───── Records provided ─────

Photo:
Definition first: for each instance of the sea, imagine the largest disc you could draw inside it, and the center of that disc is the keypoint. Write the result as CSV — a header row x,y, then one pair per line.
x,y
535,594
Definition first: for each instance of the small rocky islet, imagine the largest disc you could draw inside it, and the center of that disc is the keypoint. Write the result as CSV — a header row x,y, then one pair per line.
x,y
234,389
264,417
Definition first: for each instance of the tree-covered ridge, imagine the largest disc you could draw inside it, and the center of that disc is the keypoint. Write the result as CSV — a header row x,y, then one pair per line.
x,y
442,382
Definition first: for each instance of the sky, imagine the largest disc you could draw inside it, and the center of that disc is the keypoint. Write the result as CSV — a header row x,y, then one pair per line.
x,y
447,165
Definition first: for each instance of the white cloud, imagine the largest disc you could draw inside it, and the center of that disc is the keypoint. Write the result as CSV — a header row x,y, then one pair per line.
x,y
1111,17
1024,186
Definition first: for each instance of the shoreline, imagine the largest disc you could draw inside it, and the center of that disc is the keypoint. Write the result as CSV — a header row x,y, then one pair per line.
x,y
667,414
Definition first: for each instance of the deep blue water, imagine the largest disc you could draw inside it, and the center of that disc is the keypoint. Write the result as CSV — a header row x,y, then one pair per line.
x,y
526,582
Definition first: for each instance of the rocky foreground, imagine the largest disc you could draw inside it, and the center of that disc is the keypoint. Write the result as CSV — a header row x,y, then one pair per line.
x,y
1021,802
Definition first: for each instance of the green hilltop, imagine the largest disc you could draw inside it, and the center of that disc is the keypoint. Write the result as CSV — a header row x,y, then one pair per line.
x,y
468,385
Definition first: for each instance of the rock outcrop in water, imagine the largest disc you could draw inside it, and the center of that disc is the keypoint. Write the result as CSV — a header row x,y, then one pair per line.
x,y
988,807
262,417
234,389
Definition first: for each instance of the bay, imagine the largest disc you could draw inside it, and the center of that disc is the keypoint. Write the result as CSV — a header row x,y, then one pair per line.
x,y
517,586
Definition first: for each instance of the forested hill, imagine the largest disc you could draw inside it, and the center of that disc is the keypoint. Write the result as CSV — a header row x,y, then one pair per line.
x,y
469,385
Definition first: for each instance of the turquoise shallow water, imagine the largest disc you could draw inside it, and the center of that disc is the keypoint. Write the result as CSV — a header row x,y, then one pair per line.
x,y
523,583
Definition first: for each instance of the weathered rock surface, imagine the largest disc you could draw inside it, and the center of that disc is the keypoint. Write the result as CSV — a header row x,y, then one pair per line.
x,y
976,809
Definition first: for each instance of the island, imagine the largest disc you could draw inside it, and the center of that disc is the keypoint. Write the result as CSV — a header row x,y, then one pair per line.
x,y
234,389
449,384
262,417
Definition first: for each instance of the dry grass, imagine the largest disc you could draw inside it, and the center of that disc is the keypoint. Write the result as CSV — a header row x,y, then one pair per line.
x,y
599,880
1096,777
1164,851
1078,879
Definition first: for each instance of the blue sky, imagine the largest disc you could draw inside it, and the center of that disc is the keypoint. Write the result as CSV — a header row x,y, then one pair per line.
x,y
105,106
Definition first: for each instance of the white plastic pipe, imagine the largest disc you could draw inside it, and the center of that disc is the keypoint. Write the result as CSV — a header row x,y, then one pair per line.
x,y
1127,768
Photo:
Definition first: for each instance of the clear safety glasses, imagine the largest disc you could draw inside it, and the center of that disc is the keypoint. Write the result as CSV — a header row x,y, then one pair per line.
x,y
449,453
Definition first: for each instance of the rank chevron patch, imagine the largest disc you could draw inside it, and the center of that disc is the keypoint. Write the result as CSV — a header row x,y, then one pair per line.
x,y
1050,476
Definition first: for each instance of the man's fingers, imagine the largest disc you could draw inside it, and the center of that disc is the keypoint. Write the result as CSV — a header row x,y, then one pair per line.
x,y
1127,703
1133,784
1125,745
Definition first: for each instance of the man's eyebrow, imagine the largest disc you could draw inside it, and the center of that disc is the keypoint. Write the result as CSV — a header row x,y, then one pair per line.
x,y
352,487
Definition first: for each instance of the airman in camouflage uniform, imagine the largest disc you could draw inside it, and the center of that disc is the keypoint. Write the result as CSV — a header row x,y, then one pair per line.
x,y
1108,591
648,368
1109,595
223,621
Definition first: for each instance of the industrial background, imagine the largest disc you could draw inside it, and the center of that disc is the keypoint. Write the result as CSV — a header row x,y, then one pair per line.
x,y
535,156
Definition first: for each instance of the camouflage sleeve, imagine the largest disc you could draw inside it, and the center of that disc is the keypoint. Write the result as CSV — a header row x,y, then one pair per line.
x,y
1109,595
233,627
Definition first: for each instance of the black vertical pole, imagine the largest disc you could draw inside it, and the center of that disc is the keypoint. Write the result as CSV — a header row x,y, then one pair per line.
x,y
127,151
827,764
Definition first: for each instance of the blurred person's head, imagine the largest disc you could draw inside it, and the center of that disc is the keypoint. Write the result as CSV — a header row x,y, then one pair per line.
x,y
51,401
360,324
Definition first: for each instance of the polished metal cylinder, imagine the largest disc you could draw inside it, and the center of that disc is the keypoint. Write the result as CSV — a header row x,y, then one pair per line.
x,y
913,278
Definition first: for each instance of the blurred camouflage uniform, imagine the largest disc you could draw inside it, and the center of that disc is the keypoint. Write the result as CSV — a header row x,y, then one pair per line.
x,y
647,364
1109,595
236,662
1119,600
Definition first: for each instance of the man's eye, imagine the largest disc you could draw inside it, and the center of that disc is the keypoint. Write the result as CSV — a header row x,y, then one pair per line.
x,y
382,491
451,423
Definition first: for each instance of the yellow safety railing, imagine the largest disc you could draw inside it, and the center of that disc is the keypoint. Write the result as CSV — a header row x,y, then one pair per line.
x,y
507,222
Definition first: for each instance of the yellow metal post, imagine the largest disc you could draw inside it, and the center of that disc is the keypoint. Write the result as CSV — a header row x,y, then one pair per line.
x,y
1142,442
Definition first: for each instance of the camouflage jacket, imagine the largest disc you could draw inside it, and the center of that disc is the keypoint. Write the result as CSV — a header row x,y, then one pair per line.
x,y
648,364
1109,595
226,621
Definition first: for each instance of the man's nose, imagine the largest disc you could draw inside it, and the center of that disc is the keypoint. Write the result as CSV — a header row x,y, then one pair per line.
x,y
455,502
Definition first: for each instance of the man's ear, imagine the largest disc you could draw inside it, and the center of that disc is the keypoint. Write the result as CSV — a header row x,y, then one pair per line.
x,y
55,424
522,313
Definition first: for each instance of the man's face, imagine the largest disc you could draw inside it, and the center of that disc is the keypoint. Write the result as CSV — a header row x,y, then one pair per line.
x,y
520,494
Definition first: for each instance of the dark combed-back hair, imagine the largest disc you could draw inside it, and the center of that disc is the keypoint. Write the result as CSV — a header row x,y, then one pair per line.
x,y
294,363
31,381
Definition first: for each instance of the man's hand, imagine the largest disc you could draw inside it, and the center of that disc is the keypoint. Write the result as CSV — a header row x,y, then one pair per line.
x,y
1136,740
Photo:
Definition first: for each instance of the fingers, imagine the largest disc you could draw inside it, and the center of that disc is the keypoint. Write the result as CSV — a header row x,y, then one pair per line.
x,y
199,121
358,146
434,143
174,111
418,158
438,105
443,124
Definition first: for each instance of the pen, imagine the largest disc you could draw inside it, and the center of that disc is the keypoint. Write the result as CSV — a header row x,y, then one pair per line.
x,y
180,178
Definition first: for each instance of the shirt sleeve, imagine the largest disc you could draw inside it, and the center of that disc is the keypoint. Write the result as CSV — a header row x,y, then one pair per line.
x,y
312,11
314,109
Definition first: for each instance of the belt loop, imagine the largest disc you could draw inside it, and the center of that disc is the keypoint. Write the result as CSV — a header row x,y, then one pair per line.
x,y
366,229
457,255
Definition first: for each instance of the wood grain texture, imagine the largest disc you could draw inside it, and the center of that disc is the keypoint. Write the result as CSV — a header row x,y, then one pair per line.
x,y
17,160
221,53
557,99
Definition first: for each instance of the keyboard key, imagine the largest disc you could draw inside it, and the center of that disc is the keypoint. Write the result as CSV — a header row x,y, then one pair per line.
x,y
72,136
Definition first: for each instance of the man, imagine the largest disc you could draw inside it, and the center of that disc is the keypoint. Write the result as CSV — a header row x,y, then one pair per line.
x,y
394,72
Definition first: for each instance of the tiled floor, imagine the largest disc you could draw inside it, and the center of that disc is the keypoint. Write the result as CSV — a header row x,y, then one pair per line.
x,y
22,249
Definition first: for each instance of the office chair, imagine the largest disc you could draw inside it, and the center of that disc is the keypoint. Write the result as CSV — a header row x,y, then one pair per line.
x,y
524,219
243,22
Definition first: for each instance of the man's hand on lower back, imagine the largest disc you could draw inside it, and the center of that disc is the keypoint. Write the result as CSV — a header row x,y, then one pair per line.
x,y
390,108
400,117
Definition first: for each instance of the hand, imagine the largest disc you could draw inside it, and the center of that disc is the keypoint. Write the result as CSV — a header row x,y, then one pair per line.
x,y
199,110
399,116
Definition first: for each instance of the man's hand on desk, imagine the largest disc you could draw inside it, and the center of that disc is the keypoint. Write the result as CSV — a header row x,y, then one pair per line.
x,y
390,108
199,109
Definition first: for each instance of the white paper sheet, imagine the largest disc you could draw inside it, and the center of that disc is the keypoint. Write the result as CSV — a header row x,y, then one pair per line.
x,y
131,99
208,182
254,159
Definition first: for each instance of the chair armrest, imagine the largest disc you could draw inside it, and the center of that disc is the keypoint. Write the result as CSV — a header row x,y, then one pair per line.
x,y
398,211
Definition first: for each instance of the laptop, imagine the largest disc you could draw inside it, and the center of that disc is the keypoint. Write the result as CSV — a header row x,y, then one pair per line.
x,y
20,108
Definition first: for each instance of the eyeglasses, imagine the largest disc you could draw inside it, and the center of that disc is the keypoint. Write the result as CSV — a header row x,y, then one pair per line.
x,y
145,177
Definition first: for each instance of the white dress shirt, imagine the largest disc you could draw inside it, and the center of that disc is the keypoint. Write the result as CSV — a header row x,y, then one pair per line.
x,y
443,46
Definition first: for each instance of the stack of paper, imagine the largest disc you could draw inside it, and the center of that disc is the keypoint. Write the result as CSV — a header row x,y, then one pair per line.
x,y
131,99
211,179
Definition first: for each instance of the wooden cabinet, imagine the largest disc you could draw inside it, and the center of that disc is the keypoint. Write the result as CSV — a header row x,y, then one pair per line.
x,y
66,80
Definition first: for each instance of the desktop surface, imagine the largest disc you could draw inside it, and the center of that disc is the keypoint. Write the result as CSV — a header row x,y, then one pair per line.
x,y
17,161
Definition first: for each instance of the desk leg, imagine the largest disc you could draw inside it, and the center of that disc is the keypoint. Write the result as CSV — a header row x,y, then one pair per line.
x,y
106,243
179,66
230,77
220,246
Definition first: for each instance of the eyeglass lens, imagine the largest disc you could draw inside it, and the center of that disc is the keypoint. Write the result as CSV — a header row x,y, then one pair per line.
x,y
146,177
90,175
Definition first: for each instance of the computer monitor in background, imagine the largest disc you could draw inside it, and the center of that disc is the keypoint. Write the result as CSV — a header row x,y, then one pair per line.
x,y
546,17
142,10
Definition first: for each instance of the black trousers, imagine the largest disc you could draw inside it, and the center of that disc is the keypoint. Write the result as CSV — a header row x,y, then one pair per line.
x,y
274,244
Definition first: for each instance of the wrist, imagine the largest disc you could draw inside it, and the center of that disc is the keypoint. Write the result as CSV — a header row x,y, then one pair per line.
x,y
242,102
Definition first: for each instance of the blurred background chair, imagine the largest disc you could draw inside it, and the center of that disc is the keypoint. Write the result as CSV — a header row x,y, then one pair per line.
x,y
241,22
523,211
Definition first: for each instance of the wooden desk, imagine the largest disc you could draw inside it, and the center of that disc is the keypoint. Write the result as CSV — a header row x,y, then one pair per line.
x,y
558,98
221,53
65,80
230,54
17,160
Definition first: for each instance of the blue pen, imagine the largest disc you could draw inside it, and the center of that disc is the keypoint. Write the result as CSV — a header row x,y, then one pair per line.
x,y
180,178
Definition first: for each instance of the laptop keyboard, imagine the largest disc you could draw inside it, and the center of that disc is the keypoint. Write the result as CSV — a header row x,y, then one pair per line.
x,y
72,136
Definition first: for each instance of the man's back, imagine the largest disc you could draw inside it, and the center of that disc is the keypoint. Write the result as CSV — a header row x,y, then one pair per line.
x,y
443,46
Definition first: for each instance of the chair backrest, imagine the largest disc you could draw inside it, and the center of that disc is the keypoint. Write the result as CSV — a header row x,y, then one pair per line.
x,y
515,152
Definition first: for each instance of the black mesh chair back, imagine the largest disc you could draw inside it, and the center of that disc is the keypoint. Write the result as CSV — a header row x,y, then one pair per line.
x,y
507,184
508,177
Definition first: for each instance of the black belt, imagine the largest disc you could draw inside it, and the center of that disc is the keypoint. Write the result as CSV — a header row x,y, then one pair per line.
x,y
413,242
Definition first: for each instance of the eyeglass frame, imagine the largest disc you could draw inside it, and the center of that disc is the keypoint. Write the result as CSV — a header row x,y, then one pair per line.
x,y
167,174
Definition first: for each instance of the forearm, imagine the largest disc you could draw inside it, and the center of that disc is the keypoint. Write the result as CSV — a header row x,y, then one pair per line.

─────

(Problem description):
Rewrite the material from the line containing "eyeglass frame, imagine" through the end, replacing "disc" with "circle" and leaving everything else unchanged.

(The response):
Definition first: for each instance of the eyeglass frame, imagine the largest circle you could draw inside it, and the center of that circle is the keypoint. Write the result as CSV — a header row x,y, then one pair per line.
x,y
167,174
Definition first: for each instance of the forearm, imagine the largest circle you could draw inside it, and the center of that circle is the keypoint. Write the result as CSV — a header row x,y, then one pair per line.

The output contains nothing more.